> **EXERCISES**
[1] Answer these questions using the passage on soldiers' letters home:
(a) In what year did Daniel Brown write to his sons?
(b) According to the passage, what did Isaac Lefevers miss, and what did he long to see?
(c) What happened to Martha Futch's husband after he deserted?
[2] Rewrite the part of the passage on soldiers' letters home that starts with "Despite their distance, men" and goes on through "lernt last winter.", swapping "children" for "little ones" wherever it appears.

Despite their distance, men advised their wives on raising children. Isaac Lefevers wrote:
I want you to give the children all howdy for me and tell them to be purty till Paw comes home . . . I want you to try and keep the children under as mutch as you can and tell them to bee good childrean till I come home and I want you to not lette Alles for get what she lernt last winter.
Daniel Brown wrote to his sons in 1863 "You be smart my little boyes till you Pap goes back home." He told his wife "Dear Wife I want you to make them mind you the best you can but not whip them." Apparently only the father was to administer discipline.
In addition to being without their spouse for emotional support, there was a breakdown in the community institutions like churches and schools which usually provided such outlets. All women had to rely on was their faith, and even that wore thin as the war dragged on.
As is obvious, the letters themselves created emotional roller coasters for these women. Isaac Lefevers missed his wife's cooking and longed to see the baby walk. Daniel Brown wrote May 22, 1863, "You must do the best you can for I cant do nothing for you nor my little children."
Many letters of complaint and suffering led husbands to desert, as did news of the rioting mentioned earlier. When faced with either having disabled husbands or no husband at all, these wives urged their men to come home to avoid either circumstance. Their letters also exhibited a growing pessimism which hurt morale. As one scholar (Gordon McKinney) wrote "women played a central role in the decline of the southern willingness to sacrifice for the cause." Ironically, Martha Futch's own letters contributed, though indirectly, to her husband's death. He deserted, was court-martialed, and shot for desertion in the fall of 1863.

> **STUDY MATERIAL**

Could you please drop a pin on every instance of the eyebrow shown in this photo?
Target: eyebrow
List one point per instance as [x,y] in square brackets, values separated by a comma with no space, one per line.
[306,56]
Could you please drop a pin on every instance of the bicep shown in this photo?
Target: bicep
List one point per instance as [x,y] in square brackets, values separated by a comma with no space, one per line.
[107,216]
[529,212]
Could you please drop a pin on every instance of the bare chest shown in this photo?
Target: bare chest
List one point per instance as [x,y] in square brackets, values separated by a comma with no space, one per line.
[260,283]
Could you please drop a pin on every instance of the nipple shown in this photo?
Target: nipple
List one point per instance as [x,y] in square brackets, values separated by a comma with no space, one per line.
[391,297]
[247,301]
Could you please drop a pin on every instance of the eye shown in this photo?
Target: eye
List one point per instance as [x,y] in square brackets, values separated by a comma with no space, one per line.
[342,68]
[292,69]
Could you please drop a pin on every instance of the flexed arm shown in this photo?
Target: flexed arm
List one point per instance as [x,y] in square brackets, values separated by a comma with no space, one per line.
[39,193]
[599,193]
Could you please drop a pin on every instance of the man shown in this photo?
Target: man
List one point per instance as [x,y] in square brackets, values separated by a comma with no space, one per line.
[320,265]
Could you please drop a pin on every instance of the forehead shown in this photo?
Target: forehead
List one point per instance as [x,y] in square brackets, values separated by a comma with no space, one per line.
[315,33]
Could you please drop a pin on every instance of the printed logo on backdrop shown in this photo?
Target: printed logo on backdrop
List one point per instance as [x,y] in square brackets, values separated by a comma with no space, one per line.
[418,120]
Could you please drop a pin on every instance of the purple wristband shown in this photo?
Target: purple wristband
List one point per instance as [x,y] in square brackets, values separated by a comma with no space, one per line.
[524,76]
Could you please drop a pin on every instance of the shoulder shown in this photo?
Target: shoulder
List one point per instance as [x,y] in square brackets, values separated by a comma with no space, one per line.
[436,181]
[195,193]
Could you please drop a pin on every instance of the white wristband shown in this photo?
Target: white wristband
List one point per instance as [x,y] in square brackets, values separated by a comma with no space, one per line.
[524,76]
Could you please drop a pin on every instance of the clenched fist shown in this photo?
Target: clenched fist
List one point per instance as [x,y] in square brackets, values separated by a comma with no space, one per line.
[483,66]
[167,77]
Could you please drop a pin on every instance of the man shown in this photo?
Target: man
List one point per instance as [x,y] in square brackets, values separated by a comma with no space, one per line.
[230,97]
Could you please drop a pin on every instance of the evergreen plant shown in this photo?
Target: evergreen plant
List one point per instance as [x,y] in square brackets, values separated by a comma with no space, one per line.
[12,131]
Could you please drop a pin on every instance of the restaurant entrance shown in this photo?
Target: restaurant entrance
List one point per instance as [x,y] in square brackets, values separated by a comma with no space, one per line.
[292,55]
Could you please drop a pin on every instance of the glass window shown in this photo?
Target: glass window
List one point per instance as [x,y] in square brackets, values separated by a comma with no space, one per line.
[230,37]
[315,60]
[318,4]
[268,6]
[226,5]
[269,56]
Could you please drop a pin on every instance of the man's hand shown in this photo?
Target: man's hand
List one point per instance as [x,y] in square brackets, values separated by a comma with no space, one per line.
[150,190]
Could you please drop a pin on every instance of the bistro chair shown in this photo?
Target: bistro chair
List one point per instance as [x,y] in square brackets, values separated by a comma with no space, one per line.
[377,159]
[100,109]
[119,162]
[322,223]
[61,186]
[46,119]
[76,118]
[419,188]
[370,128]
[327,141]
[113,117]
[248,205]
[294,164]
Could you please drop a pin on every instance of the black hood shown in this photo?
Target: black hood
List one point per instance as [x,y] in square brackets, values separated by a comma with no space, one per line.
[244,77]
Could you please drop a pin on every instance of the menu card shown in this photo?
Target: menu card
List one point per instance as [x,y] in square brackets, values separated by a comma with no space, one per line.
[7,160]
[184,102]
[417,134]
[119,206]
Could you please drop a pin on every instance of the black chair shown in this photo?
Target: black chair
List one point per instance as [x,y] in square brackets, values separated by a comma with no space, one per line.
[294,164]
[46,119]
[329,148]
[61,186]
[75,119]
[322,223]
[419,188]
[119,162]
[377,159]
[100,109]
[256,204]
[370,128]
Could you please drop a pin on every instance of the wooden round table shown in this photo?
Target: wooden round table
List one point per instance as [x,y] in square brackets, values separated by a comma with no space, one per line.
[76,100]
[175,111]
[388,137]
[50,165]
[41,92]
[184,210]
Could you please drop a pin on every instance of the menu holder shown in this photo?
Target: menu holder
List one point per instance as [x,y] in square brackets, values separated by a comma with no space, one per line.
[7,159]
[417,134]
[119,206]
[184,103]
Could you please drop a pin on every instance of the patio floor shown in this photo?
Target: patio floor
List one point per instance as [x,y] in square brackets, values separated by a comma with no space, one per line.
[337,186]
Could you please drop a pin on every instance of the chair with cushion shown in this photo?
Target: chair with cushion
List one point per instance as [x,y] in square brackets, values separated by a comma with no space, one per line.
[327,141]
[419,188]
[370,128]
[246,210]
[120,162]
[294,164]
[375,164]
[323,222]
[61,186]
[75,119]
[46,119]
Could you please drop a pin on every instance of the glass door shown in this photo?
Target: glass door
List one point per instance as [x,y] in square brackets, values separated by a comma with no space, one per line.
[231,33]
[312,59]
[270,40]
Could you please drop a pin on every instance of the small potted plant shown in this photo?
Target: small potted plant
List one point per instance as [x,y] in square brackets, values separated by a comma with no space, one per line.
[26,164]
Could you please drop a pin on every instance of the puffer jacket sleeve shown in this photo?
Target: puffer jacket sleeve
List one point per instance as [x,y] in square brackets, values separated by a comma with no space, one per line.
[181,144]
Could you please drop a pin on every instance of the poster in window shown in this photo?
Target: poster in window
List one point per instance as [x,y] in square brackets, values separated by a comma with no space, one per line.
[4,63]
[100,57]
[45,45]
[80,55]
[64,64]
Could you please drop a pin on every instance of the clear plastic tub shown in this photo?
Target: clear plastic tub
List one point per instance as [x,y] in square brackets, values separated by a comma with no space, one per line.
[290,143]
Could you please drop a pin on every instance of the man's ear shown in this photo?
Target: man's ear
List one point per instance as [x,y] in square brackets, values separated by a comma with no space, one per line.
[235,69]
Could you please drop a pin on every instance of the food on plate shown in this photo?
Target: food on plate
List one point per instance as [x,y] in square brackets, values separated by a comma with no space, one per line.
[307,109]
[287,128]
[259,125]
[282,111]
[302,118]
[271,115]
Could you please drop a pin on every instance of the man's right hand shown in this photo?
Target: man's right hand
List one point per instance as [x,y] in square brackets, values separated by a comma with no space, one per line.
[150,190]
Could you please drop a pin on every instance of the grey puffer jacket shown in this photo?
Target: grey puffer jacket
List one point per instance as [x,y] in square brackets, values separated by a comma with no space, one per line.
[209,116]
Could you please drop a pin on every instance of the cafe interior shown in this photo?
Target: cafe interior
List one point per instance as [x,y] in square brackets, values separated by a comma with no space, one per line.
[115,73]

> **YOUR RESPONSES**
[1]
(a) 1863
(b) He missed his wife's cooking and longed to see the baby walk.
(c) He was court-martialed and shot for desertion in the fall of 1863.

[2]
Despite their distance, men advised their wives on raising little ones. Isaac Lefevers wrote:
I want you to give the little ones all howdy for me and tell them to be purty till Paw comes home . . . I want you to try and keep the little ones under as mutch as you can and tell them to bee good childrean till I come home and I want you to not lette Alles for get what she lernt last winter.